As a pet parent, you want your furball to be at their best. However, sometimes, owners are not well informed on all the ways they can help their pets live healthier. What’s more, you might be doing things that are harmful to your pets’ health without even realizing it.
Fortunately, improving and prolonging the lives of our four-legged friends is not that difficult. Here are 7 tips from vets that will help you keep your beloved pet happy and healthy.
1. Visit Your Vet Twice a Year
Taking your pet to the vet while they’re still healthy may sound illogical but by waiting until you notice an issue, the condition could be too severe to correct or treat. Finding the best local veterinarians and getting semi-annual preventive checkups are essential to protecting your pet’s health.
At these routine checkups, your veterinarian will perform a thorough physical examination to check for potential underlying health conditions. Routine vet visits should also cover pet nutrition, parasite control, recommended vaccinations, and a dental exam.

++++++++

# What you have to do
Quote the passage from the pet health tips text word for word, starting at "As a pet parent, you" and ending at "your pet’s health.".

# Data section
++++++++

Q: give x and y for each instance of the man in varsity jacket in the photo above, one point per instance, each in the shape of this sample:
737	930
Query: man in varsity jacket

++++++++

# Answer to this task
As a pet parent, you want your furball to be at their best. However, sometimes, owners are not well informed on all the ways they can help their pets live healthier. What’s more, you might be doing things that are harmful to your pets’ health without even realizing it.
Fortunately, improving and prolonging the lives of our four-legged friends is not that difficult. Here are 7 tips from vets that will help you keep your beloved pet happy and healthy.
1. Visit Your Vet Twice a Year
Taking your pet to the vet while they’re still healthy may sound illogical but by waiting until you notice an issue, the condition could be too severe to correct or treat. Finding the best local veterinarians and getting semi-annual preventive checkups are essential to protecting your pet’s health.